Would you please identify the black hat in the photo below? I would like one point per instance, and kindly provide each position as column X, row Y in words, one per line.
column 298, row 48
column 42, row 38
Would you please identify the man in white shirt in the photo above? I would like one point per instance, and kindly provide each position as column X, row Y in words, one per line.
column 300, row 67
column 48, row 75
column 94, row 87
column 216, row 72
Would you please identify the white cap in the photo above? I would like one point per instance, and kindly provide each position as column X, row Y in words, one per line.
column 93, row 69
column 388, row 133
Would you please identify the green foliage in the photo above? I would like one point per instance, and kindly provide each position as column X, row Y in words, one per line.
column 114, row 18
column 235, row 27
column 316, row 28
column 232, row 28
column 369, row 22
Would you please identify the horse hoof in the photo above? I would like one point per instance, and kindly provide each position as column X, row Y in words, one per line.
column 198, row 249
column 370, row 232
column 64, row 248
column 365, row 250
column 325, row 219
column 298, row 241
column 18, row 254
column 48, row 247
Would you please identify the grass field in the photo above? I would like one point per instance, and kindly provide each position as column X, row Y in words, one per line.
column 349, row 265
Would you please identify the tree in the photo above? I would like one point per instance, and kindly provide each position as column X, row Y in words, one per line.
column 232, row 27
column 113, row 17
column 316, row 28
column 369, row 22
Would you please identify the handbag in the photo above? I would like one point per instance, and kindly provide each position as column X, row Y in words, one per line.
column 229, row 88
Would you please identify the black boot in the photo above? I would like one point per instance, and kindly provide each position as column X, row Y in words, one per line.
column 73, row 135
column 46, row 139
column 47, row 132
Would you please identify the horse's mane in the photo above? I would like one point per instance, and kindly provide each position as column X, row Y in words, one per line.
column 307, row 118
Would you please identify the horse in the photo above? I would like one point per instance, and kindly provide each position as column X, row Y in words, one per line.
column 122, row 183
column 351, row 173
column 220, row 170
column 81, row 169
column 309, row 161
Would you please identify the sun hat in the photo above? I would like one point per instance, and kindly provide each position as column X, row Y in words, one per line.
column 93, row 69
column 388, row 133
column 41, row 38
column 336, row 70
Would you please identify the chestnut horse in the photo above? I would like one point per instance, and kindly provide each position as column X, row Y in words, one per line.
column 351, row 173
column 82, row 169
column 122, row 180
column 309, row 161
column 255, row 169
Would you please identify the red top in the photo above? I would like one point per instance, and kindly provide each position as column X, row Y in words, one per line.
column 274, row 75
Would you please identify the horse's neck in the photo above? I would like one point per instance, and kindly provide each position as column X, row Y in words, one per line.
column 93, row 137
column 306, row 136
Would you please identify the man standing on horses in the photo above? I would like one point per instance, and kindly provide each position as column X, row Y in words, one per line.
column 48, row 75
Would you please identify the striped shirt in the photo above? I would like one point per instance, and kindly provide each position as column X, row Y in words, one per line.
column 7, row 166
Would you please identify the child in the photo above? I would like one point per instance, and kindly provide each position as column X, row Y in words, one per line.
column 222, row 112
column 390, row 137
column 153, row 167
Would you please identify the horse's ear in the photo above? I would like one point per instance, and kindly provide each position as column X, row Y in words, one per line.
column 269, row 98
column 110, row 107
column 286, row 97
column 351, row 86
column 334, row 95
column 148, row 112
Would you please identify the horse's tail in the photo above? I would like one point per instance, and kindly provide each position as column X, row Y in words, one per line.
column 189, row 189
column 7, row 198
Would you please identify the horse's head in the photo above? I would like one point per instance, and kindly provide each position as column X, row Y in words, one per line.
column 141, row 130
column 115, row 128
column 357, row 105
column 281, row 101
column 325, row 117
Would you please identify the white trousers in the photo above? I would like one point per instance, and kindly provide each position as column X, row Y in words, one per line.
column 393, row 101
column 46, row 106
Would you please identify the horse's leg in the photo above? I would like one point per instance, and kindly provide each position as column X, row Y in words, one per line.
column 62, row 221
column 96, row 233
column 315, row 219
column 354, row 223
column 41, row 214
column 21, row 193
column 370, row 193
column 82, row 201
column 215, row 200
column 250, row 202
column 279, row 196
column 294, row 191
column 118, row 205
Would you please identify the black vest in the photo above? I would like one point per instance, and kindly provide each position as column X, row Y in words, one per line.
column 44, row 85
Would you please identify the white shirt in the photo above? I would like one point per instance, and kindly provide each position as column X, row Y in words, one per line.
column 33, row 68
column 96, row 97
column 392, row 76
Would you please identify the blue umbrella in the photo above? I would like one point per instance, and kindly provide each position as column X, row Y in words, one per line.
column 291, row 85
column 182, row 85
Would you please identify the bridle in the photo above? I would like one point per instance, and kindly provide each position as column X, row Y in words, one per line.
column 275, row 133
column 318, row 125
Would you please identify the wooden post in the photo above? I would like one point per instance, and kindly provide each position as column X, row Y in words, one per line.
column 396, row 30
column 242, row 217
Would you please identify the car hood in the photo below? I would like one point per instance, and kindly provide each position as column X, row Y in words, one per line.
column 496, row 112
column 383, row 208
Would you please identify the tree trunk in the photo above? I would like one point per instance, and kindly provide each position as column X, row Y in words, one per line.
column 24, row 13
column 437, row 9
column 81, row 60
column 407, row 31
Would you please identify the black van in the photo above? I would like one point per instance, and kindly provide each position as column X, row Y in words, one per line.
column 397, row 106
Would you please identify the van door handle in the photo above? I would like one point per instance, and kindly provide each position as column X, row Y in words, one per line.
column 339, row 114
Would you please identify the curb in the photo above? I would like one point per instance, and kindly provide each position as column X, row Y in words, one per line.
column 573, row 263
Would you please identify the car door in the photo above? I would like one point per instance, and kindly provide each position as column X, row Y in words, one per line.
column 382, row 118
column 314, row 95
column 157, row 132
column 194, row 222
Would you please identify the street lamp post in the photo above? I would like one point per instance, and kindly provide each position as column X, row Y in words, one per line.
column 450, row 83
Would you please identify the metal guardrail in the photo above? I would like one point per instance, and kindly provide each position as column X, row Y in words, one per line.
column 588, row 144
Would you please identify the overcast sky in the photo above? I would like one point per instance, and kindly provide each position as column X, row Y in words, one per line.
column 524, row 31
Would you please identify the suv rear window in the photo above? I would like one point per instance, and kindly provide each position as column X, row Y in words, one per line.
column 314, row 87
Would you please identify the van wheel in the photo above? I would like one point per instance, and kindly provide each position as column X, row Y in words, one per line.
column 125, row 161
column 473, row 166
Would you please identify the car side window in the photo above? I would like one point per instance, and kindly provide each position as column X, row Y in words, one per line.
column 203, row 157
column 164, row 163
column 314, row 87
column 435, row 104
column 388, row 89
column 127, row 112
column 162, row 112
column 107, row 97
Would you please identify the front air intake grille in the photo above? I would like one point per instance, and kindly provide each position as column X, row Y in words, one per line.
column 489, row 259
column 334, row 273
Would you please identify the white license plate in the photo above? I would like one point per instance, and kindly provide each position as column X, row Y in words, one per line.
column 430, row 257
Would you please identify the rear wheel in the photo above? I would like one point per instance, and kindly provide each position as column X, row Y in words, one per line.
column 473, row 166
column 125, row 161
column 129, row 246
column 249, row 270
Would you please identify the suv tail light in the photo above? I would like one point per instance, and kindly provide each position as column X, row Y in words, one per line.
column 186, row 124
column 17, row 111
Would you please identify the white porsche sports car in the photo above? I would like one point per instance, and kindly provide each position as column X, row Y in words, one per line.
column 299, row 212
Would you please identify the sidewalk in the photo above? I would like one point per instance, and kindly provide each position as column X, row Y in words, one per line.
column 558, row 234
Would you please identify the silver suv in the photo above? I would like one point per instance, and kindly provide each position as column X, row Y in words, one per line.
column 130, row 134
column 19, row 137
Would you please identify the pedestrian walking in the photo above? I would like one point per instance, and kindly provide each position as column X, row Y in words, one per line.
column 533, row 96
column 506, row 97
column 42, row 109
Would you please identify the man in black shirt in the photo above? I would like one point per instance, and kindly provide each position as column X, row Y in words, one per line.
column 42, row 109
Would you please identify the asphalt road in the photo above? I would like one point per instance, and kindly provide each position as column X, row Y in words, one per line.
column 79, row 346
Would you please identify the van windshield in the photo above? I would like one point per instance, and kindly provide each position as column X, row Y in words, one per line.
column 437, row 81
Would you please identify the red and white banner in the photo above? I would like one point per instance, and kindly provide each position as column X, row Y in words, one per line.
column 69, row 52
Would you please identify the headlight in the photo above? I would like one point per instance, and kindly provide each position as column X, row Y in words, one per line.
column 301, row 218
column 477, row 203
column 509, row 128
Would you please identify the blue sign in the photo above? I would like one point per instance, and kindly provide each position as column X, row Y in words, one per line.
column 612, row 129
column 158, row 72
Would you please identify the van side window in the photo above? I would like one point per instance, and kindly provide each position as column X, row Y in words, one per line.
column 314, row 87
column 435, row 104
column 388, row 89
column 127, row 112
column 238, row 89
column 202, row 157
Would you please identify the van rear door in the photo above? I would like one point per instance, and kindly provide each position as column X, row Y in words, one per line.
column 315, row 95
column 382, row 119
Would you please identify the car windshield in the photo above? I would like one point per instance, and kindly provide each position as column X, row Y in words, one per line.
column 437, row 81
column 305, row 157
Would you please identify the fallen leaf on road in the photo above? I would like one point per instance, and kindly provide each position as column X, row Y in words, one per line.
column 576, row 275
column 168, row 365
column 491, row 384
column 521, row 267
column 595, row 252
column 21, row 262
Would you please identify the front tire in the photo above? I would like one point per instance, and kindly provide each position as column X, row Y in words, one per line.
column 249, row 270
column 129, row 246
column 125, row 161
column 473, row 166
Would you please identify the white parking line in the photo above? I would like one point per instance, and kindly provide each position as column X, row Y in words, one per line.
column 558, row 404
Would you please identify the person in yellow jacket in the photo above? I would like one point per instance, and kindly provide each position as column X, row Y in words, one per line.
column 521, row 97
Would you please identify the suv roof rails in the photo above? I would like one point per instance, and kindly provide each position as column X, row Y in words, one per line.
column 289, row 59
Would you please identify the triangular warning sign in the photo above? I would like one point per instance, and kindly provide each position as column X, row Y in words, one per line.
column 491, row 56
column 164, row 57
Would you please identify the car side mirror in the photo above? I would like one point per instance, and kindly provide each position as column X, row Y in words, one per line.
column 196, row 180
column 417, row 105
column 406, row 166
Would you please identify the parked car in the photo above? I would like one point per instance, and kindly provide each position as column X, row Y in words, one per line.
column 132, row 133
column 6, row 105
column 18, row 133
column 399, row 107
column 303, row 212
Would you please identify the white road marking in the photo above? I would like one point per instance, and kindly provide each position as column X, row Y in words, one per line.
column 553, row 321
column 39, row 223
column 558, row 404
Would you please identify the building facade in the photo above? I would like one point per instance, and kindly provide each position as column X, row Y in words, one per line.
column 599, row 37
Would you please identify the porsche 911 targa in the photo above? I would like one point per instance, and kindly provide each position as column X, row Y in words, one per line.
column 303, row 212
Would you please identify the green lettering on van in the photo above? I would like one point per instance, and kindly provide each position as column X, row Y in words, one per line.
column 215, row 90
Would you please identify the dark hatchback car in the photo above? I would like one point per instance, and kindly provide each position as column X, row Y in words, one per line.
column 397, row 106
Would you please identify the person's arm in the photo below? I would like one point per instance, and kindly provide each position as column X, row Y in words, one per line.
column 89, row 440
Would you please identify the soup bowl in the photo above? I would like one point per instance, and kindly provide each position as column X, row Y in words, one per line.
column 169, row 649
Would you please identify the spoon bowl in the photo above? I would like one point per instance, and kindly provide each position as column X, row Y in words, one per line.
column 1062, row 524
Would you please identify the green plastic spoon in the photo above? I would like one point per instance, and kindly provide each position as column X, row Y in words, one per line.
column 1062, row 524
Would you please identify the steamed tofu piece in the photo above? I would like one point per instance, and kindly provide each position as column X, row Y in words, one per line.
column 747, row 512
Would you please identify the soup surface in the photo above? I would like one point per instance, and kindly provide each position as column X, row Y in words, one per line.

Required work: Transcribe, without alteration, the lines of the material above, from the line containing "Would you please identify the horse's ear" through the line containing "column 148, row 112", with both of those lines included.

Solution:
Would you please identify the horse's ear in the photo above? I would like one point per instance, and kindly provide each position as column X, row Y in words, one per line.
column 269, row 98
column 110, row 107
column 286, row 97
column 351, row 86
column 334, row 95
column 148, row 112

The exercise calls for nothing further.